═════ Data provided
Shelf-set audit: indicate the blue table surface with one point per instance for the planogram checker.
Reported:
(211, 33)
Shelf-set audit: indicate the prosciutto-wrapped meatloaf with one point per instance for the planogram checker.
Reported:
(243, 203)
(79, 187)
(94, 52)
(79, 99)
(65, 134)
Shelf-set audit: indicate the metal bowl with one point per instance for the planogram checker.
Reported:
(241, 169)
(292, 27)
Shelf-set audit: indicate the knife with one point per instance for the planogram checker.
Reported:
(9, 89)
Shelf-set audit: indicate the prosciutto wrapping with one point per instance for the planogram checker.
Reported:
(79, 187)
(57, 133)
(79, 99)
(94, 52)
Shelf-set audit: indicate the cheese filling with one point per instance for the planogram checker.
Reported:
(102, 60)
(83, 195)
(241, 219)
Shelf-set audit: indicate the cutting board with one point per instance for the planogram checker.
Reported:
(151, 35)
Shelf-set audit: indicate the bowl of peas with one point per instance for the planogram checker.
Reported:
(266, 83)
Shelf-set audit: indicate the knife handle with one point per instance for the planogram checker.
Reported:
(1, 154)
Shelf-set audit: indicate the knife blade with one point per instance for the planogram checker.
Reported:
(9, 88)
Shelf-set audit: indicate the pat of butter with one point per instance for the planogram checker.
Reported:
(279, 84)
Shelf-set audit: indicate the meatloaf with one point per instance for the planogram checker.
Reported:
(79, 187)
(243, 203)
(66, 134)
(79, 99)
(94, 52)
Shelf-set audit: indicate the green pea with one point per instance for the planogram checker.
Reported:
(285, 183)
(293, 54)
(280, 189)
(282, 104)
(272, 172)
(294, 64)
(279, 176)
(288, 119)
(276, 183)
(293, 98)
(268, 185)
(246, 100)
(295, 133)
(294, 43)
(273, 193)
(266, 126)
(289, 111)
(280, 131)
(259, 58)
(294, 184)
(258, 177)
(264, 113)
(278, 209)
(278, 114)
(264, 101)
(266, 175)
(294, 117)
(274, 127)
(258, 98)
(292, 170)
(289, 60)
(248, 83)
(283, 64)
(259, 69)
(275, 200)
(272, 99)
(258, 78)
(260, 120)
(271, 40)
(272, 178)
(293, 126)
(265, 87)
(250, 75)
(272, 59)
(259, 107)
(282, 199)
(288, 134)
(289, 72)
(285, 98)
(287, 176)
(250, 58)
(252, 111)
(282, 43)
══════════
▶ **The task**
Search the entries for the string "knife" and return each line where it turns up.

▶ **Result of the exercise**
Shelf-set audit: indicate the knife with one point per instance for the planogram checker.
Shelf-set audit: indicate the knife handle with one point per instance for the planogram checker.
Shelf-set audit: indicate the knife blade with one point per instance for the planogram checker.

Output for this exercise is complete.